● PROVIDED DATA:

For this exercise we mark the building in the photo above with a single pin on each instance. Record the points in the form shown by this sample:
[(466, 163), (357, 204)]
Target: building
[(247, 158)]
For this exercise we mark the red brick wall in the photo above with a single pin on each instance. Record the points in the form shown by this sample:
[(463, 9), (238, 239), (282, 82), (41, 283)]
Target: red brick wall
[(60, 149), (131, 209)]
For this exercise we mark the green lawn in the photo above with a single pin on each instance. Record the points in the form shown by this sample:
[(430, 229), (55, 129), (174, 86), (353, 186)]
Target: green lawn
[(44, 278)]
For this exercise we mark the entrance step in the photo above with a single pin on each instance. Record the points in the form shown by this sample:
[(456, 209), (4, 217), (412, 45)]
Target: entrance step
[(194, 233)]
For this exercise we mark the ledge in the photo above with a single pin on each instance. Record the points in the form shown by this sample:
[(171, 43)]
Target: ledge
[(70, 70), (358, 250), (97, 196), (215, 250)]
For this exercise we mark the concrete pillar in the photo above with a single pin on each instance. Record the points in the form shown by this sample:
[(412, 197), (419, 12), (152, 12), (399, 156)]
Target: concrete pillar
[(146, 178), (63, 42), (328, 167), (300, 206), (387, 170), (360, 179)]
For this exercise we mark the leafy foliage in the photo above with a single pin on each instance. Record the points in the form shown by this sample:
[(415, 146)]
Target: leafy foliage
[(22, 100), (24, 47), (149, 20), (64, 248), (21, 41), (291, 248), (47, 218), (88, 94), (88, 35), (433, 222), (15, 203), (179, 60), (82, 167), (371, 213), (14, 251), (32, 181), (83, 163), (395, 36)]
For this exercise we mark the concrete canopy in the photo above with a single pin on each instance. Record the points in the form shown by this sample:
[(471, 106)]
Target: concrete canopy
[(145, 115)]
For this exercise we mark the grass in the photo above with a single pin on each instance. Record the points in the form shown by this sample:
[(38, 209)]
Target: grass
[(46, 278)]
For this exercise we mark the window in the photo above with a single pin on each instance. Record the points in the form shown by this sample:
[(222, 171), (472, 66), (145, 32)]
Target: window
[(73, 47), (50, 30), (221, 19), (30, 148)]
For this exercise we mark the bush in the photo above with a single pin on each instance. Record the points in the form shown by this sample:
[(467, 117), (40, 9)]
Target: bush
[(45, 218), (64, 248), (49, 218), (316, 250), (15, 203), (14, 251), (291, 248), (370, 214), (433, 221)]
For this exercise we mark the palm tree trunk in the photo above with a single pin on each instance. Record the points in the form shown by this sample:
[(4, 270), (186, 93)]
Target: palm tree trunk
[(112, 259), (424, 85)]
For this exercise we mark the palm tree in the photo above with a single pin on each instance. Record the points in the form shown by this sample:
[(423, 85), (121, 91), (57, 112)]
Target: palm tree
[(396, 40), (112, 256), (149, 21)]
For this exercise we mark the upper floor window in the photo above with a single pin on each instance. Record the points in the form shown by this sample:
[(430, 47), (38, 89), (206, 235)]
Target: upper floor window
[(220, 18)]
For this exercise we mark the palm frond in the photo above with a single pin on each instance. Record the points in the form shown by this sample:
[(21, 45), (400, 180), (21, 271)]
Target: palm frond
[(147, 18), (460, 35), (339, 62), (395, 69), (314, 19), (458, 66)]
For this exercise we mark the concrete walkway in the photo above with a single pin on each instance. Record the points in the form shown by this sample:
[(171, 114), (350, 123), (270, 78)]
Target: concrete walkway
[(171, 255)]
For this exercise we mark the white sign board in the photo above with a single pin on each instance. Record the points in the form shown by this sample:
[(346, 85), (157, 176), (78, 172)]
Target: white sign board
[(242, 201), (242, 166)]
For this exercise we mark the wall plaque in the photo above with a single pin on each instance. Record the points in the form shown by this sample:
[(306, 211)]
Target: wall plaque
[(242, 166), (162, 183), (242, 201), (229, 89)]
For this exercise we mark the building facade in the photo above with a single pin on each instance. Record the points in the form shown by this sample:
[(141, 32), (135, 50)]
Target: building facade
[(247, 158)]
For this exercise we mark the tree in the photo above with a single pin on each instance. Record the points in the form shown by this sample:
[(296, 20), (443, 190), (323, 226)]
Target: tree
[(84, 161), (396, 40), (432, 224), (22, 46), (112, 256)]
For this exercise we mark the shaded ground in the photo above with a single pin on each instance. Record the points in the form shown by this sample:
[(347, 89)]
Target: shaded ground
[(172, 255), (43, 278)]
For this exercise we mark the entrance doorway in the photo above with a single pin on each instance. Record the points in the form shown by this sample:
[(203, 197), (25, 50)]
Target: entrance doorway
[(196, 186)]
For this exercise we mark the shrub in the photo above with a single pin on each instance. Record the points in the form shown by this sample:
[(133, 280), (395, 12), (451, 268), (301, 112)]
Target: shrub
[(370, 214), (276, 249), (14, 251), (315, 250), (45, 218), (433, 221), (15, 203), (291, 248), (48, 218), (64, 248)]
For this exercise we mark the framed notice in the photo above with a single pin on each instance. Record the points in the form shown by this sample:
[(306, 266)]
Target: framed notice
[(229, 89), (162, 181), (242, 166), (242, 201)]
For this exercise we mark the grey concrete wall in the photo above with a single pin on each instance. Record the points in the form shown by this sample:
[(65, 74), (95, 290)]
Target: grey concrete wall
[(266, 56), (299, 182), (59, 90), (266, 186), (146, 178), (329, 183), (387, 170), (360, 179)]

...

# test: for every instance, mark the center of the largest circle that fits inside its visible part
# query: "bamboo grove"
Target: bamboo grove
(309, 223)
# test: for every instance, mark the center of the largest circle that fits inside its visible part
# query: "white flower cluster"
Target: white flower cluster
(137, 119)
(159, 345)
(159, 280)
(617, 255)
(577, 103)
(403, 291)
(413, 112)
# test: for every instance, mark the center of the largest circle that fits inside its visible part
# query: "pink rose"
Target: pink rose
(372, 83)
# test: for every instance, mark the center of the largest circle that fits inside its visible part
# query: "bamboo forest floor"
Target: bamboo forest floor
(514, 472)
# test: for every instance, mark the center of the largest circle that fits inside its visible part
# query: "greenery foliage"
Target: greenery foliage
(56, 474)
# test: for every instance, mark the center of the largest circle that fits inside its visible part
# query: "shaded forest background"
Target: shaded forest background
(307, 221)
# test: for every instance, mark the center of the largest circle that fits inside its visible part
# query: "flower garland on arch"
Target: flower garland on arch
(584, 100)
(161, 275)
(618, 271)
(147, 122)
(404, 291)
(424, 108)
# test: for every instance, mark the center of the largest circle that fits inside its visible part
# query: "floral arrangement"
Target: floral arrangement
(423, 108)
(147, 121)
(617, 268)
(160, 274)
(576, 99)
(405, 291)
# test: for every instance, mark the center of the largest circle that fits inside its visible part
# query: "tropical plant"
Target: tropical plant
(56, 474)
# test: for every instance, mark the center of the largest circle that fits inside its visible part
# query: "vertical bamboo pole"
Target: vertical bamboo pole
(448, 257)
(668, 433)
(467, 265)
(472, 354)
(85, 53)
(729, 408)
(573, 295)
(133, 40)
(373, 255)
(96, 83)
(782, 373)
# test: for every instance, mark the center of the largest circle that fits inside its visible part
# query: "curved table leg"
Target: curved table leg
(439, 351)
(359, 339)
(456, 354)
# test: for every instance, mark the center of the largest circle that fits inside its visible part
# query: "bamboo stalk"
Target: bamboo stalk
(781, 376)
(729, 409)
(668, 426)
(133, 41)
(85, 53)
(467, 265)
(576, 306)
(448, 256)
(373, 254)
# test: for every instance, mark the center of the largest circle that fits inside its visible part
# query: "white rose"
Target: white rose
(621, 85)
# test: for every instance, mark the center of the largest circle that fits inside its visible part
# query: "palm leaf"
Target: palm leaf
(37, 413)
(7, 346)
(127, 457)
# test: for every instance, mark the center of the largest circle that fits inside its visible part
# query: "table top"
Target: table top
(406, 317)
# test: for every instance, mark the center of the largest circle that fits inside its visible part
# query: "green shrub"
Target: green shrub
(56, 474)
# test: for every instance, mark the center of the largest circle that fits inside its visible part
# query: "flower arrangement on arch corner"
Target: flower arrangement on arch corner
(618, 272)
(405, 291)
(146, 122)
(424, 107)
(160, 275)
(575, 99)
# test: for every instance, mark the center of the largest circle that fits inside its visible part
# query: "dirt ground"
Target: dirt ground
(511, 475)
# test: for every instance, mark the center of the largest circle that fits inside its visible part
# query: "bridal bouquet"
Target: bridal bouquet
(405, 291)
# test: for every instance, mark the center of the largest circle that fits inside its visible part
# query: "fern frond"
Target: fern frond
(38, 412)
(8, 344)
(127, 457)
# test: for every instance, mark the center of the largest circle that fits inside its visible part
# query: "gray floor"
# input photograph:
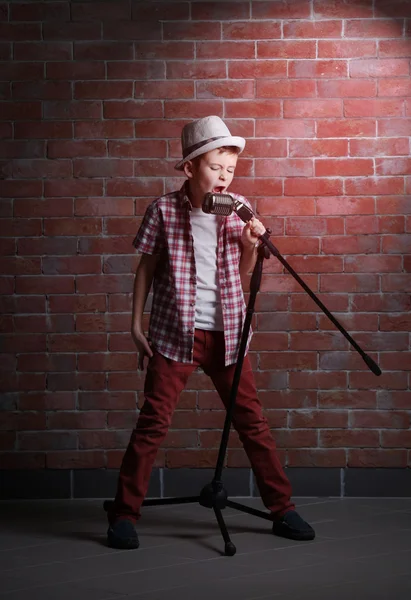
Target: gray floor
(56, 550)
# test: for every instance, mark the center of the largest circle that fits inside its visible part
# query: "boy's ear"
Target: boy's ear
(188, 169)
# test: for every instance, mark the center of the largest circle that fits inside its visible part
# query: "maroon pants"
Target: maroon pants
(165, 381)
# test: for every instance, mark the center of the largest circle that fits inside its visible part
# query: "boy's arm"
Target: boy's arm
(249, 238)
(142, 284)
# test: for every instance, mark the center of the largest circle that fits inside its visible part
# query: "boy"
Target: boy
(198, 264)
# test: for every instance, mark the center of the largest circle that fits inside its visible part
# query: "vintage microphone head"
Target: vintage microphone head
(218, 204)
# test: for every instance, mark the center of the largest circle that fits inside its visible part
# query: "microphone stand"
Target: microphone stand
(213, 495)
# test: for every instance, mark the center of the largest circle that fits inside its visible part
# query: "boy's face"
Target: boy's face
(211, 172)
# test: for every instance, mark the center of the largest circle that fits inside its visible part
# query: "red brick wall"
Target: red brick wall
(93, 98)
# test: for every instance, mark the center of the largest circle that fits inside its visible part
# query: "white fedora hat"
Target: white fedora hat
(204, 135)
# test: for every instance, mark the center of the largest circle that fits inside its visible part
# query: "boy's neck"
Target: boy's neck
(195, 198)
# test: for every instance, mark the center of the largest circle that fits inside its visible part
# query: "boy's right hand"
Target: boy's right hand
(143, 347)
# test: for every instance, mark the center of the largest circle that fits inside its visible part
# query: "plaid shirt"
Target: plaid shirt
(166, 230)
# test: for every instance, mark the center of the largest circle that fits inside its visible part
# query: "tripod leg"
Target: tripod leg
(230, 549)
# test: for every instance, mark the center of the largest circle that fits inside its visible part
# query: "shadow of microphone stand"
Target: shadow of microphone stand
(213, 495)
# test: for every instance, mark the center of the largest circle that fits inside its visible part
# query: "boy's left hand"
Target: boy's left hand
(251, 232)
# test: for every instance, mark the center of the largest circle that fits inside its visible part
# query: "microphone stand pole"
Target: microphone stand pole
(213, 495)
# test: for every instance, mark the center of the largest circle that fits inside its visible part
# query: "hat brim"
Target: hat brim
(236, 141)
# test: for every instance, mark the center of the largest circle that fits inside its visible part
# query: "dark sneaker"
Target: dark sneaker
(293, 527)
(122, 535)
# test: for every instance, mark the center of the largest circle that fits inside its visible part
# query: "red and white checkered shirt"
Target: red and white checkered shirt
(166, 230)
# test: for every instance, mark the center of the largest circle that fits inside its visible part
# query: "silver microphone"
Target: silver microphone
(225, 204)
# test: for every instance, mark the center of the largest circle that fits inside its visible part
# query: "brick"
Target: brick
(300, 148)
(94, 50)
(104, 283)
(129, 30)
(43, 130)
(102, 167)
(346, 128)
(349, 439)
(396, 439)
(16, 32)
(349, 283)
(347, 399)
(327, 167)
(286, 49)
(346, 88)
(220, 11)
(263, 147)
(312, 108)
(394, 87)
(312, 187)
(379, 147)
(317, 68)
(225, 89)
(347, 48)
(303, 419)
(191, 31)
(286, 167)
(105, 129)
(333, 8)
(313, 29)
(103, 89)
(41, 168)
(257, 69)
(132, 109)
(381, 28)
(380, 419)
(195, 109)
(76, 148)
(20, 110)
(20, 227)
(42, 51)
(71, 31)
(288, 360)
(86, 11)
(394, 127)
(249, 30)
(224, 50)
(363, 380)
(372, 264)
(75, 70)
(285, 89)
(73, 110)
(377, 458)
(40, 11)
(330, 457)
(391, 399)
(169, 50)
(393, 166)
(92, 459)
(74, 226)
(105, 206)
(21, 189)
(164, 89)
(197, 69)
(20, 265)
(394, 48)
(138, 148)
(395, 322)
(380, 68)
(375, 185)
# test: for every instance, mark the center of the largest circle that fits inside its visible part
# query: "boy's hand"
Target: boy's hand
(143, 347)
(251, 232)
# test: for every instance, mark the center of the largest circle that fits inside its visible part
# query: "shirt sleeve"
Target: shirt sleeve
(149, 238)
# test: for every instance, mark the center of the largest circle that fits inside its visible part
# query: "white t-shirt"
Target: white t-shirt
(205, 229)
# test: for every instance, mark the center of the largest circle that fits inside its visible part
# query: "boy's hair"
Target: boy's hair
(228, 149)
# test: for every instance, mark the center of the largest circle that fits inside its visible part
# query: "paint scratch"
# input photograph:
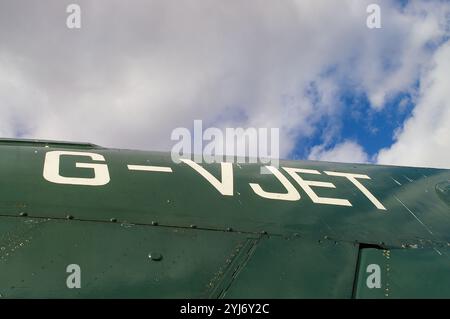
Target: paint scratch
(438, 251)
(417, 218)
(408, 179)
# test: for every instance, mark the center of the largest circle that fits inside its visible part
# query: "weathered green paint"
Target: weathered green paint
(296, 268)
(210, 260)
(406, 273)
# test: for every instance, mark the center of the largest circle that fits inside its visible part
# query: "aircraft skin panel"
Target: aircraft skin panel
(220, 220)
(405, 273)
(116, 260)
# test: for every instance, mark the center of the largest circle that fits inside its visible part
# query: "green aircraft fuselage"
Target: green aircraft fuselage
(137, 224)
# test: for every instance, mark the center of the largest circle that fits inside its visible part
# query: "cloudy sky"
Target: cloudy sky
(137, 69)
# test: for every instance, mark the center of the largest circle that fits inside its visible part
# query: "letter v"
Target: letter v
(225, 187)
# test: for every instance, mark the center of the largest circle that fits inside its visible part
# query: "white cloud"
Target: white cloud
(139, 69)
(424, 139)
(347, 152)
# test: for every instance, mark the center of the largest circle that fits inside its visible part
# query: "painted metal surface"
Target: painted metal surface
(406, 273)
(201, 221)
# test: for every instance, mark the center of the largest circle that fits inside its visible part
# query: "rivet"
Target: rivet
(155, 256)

● WORK REQUEST:
The exact lines of the material above starting at the one that contains "[(222, 171), (472, 66), (145, 32)]" and ending at the one that contains "[(423, 85), (121, 91), (57, 112)]" are what to retype; leave out everything else.

● RESULT:
[(222, 171), (472, 66), (145, 32)]
Target: window
[(73, 47), (50, 30), (221, 19), (30, 148)]
For this exercise we mark the bush in the photo above with a single pin on each instance. Record the points in the form shown by this sample:
[(467, 117), (40, 9)]
Target: bush
[(45, 218), (64, 248), (49, 218), (316, 250), (15, 203), (14, 251), (291, 248), (370, 214), (433, 221)]
For this exercise we mark the palm tree trunk in the photo above with a single pin on each instance. Record the points in the form shown by this sample:
[(4, 270), (186, 93)]
Target: palm tree trunk
[(112, 259), (424, 85)]
For this exercise we mark the palm tree in the photo above with a single pin on each instance. Record the points in the form shown by this sample:
[(423, 85), (121, 91), (57, 112)]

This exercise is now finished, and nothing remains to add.